(Extracted records)
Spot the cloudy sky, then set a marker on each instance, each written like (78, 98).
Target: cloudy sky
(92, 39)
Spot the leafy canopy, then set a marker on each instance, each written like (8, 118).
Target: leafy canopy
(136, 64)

==

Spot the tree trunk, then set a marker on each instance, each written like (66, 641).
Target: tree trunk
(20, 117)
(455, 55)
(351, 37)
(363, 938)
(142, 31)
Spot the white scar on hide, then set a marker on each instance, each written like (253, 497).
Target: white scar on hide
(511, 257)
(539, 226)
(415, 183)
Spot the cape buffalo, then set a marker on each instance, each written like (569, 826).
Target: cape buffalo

---

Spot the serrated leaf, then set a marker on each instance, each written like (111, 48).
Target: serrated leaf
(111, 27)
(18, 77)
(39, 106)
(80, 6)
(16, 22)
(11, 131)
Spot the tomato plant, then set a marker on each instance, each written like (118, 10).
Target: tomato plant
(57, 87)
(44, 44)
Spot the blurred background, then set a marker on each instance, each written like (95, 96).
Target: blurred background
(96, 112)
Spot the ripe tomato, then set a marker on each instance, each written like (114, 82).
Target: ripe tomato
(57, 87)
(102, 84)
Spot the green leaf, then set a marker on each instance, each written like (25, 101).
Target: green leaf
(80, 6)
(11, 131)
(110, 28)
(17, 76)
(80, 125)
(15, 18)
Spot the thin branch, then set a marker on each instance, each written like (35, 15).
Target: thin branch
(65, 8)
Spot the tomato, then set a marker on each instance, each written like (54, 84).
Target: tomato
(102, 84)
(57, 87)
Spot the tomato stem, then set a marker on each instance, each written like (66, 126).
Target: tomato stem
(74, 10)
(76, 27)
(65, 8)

Assignment ▸
When a line above contains the string "cape", copy that line.

Result of the exercise ▸
Spot the cape buffalo, then set a marker on each instance, each written like (569, 826).
Target: cape buffalo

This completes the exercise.